::: Given entries

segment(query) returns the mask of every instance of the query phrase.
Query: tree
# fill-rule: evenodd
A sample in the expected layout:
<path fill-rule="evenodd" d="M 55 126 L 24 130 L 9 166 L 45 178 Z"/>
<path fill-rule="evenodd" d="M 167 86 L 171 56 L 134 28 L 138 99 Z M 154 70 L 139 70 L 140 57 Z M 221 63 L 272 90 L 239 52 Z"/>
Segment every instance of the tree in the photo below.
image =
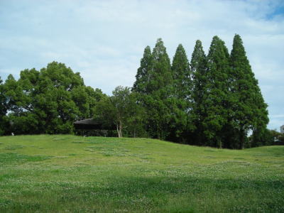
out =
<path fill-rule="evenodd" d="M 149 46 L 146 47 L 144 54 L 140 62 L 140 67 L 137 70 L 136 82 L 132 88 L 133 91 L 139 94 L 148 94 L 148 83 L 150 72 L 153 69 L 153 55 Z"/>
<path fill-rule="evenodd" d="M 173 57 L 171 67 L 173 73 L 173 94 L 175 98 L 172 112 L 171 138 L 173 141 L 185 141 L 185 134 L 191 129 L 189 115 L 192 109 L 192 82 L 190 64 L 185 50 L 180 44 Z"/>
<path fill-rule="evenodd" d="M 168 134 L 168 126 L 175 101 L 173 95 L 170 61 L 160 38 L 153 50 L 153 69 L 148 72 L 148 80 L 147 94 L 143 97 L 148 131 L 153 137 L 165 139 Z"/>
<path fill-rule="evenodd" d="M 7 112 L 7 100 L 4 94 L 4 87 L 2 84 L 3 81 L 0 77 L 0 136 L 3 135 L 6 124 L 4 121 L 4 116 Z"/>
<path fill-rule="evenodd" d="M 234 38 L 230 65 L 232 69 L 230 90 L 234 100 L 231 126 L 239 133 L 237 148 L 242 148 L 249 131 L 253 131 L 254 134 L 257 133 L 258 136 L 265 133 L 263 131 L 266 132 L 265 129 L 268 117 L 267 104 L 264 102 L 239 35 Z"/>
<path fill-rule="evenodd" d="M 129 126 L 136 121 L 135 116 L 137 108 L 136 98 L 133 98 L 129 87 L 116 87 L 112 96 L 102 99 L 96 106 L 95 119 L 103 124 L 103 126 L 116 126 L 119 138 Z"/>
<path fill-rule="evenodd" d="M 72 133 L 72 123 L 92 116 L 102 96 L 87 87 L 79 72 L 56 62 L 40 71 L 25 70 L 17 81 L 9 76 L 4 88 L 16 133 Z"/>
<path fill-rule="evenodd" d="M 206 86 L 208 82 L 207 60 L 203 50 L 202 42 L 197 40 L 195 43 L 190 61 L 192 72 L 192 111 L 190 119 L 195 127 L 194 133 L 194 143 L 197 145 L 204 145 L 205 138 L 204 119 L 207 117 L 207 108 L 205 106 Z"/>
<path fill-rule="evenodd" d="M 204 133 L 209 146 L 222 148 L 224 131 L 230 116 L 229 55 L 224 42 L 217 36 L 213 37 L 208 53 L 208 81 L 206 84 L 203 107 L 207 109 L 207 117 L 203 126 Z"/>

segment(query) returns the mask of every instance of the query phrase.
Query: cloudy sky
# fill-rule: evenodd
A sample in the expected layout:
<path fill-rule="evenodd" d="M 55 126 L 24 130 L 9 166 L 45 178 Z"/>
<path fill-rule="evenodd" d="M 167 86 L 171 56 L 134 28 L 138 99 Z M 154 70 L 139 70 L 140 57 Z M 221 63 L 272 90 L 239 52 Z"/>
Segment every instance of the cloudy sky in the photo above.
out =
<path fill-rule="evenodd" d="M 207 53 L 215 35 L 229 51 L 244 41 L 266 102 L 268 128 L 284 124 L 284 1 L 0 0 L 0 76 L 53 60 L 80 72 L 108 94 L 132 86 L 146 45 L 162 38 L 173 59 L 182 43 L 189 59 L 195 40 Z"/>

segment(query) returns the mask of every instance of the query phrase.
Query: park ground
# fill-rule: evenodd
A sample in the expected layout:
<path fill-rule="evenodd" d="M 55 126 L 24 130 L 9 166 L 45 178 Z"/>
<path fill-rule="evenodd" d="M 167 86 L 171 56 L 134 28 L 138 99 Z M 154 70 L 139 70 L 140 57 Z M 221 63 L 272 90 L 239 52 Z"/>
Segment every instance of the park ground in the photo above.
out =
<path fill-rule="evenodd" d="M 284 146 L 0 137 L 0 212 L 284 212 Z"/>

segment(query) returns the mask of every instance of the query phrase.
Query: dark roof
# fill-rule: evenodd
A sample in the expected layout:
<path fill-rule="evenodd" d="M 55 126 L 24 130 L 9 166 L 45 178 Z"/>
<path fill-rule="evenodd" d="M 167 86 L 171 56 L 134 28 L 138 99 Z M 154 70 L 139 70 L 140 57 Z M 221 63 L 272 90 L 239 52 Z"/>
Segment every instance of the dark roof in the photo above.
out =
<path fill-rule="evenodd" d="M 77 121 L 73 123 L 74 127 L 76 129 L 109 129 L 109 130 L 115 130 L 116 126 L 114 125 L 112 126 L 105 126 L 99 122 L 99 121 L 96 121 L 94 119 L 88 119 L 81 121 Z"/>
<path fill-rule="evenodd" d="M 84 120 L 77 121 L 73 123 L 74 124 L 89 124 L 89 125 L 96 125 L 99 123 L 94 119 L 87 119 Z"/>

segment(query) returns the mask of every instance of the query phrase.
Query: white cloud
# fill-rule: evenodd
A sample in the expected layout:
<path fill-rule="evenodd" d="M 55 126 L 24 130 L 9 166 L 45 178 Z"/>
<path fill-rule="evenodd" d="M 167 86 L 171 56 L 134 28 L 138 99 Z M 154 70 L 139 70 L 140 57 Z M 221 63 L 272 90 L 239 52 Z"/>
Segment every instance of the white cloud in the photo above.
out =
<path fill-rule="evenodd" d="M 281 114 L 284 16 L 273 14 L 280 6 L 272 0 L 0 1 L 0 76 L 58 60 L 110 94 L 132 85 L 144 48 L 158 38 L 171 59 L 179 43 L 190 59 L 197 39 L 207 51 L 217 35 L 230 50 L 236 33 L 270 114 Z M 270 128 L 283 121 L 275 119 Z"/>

::::::

→ Stated task
Return every line of the material above that contains the string "photo", copying each line in full and in its original order.

→ Written solution
Segment every instance of the tree in the photo below.
Segment every instance of the cloudy sky in the photo above.
Segment every instance of the park ground in the photo above.
Segment every instance of the dark roof in the photo above.
Segment every instance of the white cloud in the photo above.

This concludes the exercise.